Stated problem — Please copy the material below verbatim, starting at its first line and ending with the line that contains "[(413, 138), (42, 156), (557, 173)]".

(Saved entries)
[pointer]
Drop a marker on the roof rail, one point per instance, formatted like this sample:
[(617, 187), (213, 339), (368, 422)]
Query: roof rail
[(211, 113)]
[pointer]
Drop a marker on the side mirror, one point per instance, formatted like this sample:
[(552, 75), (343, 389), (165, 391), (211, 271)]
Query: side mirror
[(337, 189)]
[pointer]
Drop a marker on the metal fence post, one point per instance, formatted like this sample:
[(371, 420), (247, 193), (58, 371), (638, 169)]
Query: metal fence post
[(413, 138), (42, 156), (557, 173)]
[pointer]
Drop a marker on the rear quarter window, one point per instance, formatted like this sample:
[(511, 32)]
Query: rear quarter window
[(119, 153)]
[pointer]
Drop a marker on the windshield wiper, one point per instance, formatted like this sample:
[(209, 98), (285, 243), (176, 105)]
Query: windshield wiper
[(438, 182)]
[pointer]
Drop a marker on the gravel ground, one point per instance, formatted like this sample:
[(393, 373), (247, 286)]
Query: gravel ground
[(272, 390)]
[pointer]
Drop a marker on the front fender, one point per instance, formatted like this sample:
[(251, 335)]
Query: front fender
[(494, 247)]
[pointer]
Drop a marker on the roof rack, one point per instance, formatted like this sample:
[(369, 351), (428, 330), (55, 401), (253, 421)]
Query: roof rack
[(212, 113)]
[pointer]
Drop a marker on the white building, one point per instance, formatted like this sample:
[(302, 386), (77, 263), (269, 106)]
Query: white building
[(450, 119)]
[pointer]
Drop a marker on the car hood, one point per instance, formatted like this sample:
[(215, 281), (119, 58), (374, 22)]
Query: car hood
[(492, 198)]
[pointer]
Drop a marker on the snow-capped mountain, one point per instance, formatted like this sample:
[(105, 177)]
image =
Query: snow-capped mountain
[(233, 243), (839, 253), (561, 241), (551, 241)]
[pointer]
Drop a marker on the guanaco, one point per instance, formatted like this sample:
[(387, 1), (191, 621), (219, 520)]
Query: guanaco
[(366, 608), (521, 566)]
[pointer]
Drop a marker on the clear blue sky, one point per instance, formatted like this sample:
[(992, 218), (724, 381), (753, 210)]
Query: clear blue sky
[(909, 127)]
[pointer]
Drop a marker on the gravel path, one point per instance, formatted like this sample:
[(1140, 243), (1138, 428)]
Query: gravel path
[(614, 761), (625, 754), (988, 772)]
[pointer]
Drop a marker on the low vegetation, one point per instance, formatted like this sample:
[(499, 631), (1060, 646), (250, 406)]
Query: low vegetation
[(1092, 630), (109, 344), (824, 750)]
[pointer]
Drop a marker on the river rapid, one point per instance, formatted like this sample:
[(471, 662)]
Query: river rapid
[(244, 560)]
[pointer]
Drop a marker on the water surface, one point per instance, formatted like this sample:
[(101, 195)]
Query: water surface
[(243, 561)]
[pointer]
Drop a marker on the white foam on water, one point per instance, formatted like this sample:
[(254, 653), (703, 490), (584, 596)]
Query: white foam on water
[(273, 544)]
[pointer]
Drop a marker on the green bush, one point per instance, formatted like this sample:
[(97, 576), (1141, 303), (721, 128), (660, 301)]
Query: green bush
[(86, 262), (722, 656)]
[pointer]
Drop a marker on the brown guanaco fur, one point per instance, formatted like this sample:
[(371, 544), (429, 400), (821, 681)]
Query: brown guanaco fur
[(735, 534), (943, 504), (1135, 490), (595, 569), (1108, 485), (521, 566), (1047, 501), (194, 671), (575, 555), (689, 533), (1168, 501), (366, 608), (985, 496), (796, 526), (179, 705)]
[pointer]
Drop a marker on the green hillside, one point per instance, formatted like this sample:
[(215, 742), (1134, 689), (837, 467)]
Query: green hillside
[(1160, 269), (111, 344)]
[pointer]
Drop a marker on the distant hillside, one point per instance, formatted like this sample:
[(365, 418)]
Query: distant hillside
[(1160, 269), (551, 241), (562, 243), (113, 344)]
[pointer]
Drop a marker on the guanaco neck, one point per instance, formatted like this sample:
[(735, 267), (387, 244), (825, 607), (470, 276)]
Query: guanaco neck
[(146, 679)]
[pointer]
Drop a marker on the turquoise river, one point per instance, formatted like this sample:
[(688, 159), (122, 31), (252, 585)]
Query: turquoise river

Complete answer —
[pointer]
Drop a marker on the roof rail, one point per instance, formatted like this sample:
[(617, 187), (213, 339), (368, 422)]
Query: roof rail
[(211, 113)]
[pointer]
Drop a marker on the side mirror, one point per instance, formatted like this sample:
[(552, 75), (343, 389), (165, 391), (211, 271)]
Query: side mirror
[(337, 189)]
[pointer]
Drop a marker on the metal fence post, one point per instance, formatted like this sample:
[(371, 420), (247, 193), (58, 371), (638, 169)]
Query: metal fence post
[(413, 138), (42, 156), (557, 173)]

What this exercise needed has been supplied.